## Written task
Transcribe the listing word for word.

----- Materials provided

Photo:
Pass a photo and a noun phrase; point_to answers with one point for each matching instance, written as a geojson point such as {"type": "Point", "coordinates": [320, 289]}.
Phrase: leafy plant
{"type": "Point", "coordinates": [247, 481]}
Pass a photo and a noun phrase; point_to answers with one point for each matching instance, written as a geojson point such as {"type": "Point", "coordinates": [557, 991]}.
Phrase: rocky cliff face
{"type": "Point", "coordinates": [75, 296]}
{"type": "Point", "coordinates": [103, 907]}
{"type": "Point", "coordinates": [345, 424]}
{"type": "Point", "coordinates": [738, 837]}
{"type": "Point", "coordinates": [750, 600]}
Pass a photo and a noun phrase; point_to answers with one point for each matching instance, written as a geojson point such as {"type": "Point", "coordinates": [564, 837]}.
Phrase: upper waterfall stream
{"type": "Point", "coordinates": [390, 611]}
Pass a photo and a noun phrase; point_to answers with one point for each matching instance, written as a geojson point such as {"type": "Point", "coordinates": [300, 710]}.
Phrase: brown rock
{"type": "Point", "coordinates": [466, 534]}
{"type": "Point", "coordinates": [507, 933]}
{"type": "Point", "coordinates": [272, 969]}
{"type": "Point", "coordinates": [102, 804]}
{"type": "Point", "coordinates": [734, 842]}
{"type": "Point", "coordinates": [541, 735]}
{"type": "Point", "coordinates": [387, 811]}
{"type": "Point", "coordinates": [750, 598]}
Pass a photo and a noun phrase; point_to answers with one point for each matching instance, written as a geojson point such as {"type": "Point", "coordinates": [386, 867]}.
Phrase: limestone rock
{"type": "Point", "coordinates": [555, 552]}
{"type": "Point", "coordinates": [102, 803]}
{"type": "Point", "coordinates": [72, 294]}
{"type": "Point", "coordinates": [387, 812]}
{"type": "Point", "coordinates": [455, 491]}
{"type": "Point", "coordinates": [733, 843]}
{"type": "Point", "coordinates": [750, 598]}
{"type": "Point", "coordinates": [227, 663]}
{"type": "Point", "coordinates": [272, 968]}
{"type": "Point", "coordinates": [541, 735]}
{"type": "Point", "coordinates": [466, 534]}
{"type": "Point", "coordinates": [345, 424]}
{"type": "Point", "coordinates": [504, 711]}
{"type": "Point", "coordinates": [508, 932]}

----------

## Final result
Photo:
Pass a photo and a noun phrase; point_to answers with one point for each matching instance, written as a geojson point such as {"type": "Point", "coordinates": [320, 289]}.
Phrase: leafy plant
{"type": "Point", "coordinates": [247, 481]}
Pass a photo and a noun phrase; point_to answers with one point for each matching instance, written as a geojson point such as {"type": "Point", "coordinates": [557, 991]}.
Phrase: rocky cliff face
{"type": "Point", "coordinates": [75, 296]}
{"type": "Point", "coordinates": [103, 907]}
{"type": "Point", "coordinates": [345, 424]}
{"type": "Point", "coordinates": [738, 837]}
{"type": "Point", "coordinates": [750, 600]}
Pass a photo and a noun phrase; point_to answers with one point for each matching instance, written as a geojson point such as {"type": "Point", "coordinates": [564, 837]}.
Phrase: upper waterfall stream
{"type": "Point", "coordinates": [390, 611]}
Pass a photo and a noun phrase; point_to answers with one point for each matching instance, written as a geojson point such as {"type": "Point", "coordinates": [300, 710]}.
Phrase: brown rock
{"type": "Point", "coordinates": [466, 534]}
{"type": "Point", "coordinates": [507, 933]}
{"type": "Point", "coordinates": [272, 969]}
{"type": "Point", "coordinates": [102, 804]}
{"type": "Point", "coordinates": [734, 842]}
{"type": "Point", "coordinates": [541, 735]}
{"type": "Point", "coordinates": [387, 811]}
{"type": "Point", "coordinates": [750, 598]}
Pass a photo and a noun phrase; point_to answers with one point for each matching instance, written as a geojson point such as {"type": "Point", "coordinates": [386, 867]}.
Phrase: limestone rock
{"type": "Point", "coordinates": [555, 552]}
{"type": "Point", "coordinates": [102, 803]}
{"type": "Point", "coordinates": [72, 294]}
{"type": "Point", "coordinates": [387, 812]}
{"type": "Point", "coordinates": [455, 491]}
{"type": "Point", "coordinates": [733, 843]}
{"type": "Point", "coordinates": [750, 598]}
{"type": "Point", "coordinates": [227, 663]}
{"type": "Point", "coordinates": [272, 968]}
{"type": "Point", "coordinates": [541, 735]}
{"type": "Point", "coordinates": [466, 534]}
{"type": "Point", "coordinates": [345, 424]}
{"type": "Point", "coordinates": [504, 711]}
{"type": "Point", "coordinates": [508, 932]}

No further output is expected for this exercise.